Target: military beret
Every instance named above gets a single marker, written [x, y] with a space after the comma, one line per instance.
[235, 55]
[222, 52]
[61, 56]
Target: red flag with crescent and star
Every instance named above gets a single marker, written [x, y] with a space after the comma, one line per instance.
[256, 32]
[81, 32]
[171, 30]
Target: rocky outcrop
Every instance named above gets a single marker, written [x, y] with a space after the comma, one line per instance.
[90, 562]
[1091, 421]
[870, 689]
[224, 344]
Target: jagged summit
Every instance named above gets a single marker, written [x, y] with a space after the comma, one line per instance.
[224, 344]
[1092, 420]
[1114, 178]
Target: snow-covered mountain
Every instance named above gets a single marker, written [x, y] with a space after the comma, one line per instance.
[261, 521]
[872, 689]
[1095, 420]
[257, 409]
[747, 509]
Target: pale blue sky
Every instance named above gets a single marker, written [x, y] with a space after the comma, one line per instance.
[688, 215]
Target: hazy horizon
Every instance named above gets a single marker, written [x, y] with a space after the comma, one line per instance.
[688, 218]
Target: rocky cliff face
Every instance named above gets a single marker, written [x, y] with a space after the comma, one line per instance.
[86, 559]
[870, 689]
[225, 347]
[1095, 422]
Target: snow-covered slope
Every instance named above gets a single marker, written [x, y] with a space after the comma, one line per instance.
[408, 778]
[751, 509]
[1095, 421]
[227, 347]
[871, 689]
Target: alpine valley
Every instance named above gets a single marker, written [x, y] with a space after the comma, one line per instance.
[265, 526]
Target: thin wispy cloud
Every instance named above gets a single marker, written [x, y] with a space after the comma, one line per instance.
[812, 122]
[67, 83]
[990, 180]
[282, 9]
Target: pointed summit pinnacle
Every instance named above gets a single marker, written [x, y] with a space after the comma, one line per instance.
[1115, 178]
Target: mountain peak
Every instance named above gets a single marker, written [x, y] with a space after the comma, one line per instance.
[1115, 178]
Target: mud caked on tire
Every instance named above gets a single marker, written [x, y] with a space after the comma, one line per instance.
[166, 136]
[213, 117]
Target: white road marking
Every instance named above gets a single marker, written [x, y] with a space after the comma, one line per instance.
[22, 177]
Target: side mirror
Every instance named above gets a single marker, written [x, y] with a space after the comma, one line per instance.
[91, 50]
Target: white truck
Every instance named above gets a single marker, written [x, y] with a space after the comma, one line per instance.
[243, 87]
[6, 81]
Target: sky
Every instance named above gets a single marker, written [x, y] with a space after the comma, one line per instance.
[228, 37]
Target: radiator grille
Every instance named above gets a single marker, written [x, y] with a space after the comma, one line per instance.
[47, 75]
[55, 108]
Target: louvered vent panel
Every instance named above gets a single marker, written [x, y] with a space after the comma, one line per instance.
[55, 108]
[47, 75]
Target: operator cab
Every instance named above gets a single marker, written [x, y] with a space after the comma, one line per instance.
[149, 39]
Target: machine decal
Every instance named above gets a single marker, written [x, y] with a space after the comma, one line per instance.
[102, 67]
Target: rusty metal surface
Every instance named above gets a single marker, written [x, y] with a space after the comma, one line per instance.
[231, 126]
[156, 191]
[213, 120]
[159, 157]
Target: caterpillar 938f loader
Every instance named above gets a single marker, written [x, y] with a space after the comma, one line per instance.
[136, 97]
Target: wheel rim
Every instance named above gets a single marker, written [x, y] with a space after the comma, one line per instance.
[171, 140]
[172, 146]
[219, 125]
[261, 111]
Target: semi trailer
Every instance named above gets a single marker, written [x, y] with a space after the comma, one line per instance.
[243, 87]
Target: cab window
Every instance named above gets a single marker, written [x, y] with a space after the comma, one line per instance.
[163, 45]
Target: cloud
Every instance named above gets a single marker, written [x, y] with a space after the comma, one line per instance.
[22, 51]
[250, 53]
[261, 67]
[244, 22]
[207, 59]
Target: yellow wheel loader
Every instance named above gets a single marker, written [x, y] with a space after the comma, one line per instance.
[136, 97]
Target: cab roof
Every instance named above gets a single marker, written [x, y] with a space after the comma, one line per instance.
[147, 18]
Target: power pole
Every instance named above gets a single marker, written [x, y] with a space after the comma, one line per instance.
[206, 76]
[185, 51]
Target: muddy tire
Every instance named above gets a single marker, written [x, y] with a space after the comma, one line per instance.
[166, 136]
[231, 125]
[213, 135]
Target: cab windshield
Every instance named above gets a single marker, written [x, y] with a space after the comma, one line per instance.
################
** About this task **
Your answer should consist of copies of the lines above that include the string "loader".

** Solution **
Target: caterpillar 938f loader
Target: yellow wheel loader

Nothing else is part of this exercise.